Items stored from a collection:
════════════════════

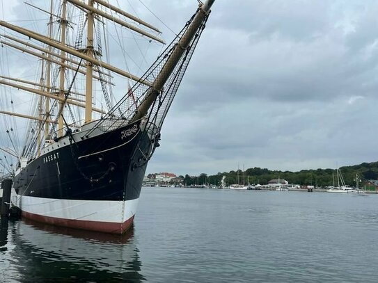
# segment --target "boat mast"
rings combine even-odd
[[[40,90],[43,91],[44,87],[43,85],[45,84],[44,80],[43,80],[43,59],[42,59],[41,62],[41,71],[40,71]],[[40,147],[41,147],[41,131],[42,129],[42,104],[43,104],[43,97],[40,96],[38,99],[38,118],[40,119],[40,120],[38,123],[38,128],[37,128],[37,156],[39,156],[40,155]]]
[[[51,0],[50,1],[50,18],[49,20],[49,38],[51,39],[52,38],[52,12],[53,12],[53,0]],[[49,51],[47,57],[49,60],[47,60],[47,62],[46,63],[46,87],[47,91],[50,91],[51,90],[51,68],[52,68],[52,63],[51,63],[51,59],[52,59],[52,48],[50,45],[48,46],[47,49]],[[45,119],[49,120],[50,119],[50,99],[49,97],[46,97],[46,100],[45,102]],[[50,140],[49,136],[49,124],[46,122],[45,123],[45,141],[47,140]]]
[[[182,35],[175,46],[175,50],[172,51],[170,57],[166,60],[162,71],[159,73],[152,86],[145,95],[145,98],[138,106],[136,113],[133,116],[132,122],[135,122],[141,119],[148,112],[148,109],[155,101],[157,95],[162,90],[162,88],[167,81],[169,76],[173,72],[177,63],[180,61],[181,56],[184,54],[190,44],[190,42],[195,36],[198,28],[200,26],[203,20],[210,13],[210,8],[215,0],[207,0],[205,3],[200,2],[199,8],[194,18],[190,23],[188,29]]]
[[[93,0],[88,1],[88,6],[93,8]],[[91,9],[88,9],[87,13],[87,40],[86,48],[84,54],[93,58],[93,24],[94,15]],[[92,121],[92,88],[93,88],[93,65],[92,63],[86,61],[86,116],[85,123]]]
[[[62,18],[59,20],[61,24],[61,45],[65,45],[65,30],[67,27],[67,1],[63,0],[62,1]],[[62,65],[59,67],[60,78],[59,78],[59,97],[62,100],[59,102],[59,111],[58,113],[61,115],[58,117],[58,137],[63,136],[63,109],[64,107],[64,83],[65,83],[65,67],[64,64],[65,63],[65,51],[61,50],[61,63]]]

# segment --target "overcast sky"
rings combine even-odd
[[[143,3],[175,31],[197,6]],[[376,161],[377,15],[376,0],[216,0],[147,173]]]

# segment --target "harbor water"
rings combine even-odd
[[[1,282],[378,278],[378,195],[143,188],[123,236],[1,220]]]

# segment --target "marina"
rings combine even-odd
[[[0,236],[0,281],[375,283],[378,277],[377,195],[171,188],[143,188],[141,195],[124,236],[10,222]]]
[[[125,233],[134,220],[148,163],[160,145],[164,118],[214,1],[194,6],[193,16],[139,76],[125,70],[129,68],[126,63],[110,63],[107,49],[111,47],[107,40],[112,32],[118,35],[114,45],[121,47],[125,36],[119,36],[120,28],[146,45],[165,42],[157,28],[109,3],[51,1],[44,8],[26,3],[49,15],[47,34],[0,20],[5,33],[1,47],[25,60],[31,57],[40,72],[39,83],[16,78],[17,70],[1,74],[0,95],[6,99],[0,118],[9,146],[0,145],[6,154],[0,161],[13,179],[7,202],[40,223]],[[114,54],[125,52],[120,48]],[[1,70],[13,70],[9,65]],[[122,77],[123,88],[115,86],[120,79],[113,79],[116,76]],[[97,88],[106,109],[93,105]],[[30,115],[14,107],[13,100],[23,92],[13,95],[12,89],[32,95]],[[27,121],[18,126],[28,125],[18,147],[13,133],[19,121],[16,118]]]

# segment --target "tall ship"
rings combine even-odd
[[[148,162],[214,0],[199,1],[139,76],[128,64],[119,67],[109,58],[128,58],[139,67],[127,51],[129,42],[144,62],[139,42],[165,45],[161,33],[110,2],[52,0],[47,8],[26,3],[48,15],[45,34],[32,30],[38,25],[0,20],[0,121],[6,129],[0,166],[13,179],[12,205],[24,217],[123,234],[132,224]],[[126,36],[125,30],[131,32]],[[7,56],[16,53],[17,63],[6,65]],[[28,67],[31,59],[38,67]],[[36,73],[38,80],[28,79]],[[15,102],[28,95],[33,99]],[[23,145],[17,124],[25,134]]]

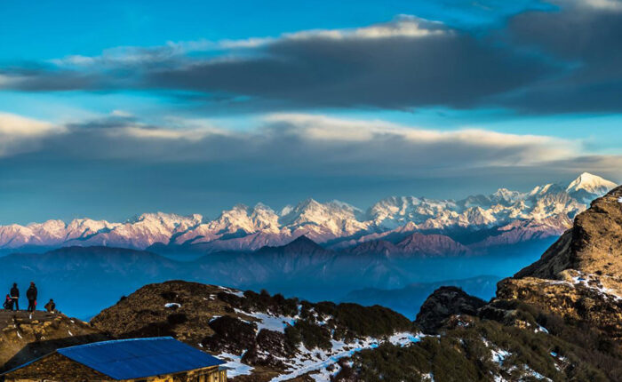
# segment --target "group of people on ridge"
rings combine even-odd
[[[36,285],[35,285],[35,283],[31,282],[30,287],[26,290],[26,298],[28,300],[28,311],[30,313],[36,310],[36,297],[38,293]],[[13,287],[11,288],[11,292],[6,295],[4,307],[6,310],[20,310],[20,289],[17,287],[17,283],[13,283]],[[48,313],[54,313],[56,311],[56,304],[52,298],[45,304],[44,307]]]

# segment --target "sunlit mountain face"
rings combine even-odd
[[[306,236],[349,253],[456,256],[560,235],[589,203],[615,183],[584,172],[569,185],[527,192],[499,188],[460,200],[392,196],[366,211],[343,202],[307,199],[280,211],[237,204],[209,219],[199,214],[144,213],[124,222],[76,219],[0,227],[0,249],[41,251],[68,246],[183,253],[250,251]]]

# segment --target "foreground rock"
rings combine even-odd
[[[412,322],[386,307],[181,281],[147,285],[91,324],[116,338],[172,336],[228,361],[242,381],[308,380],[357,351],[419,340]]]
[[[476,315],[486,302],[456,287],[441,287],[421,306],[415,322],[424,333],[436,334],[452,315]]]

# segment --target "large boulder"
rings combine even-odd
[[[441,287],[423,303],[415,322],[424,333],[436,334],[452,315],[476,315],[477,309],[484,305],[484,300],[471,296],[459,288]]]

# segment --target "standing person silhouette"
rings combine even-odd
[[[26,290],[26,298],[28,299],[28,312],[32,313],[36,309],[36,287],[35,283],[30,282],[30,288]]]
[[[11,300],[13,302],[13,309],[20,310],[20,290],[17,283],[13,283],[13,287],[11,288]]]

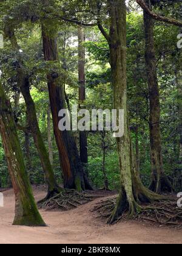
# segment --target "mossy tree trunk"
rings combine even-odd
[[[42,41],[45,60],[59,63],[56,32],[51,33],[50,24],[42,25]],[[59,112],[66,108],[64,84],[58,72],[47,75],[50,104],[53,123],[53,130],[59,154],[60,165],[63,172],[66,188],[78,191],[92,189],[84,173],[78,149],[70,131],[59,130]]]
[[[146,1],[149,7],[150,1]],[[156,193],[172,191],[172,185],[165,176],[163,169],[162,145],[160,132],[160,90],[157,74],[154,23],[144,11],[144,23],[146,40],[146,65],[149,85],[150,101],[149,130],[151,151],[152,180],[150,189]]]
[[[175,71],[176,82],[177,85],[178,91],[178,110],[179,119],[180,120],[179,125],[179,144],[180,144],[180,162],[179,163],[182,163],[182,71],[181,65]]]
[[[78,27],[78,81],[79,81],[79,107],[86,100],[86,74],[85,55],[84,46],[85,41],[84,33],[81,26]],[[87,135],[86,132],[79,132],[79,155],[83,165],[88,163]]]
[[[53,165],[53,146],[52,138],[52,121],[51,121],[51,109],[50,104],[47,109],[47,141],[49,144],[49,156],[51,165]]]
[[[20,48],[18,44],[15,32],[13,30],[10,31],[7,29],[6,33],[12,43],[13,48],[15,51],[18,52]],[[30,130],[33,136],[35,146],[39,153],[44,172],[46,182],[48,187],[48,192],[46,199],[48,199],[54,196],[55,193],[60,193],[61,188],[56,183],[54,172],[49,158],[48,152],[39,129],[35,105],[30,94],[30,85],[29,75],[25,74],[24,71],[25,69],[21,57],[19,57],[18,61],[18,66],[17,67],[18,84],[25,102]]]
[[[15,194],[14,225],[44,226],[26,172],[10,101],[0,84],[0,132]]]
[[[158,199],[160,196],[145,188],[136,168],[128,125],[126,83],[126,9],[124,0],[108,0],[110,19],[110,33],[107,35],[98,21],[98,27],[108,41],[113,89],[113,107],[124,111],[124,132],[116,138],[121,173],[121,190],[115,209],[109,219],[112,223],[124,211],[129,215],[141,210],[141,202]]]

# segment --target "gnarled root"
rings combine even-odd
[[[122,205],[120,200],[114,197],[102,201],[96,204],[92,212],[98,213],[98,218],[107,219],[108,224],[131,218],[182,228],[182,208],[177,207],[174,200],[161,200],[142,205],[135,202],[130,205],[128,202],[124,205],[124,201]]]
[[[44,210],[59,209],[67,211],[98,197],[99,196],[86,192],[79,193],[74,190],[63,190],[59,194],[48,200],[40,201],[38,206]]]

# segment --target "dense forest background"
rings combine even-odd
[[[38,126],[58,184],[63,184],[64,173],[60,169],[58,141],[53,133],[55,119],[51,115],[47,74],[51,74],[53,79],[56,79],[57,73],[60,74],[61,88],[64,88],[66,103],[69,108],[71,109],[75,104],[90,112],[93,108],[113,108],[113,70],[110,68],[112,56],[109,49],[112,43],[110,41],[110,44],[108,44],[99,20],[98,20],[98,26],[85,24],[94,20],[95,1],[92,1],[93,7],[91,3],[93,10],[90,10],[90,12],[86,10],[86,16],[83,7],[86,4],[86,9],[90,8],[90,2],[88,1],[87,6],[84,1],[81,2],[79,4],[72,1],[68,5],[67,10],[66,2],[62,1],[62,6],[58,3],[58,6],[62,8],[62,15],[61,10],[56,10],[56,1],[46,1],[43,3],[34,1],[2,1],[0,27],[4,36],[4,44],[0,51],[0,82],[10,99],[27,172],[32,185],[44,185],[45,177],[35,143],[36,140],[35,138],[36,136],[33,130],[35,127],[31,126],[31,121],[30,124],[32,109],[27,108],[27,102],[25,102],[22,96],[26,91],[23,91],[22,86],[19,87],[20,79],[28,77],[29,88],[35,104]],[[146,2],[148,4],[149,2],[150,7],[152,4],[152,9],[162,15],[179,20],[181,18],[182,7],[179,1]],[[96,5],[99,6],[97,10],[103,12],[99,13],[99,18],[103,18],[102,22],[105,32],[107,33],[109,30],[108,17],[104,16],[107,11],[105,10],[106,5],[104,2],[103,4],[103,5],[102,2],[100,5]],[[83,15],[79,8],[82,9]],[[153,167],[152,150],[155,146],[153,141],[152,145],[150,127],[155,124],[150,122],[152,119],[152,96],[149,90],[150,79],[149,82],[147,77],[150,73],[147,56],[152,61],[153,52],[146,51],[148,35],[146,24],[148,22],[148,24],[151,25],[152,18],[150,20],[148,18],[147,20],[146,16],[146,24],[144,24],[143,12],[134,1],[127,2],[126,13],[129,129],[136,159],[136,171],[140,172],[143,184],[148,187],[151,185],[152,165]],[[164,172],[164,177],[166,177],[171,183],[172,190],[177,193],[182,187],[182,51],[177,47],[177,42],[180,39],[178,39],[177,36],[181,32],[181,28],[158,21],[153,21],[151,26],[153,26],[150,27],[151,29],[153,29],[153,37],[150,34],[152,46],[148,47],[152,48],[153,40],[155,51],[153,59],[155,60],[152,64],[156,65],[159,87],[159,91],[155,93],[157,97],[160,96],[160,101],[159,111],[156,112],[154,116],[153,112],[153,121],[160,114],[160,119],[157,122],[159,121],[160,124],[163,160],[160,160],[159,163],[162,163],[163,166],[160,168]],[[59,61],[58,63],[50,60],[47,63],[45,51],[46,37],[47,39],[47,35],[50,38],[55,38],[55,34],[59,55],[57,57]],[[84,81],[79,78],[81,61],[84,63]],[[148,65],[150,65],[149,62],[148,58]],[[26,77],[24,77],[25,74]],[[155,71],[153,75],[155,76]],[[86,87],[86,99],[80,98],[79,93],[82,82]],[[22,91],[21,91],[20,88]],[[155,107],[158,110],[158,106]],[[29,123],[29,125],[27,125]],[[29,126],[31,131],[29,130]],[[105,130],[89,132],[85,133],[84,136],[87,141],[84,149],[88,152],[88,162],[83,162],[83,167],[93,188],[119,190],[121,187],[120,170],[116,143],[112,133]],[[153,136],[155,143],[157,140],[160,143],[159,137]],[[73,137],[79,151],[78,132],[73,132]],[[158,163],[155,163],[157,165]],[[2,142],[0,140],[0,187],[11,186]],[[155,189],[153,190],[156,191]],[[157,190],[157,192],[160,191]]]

════════════════════

EXERCISE AIM >>
Copy out each line of the records above that contains the string "standing".

RESPONSE >>
# segment --target "standing person silhouette"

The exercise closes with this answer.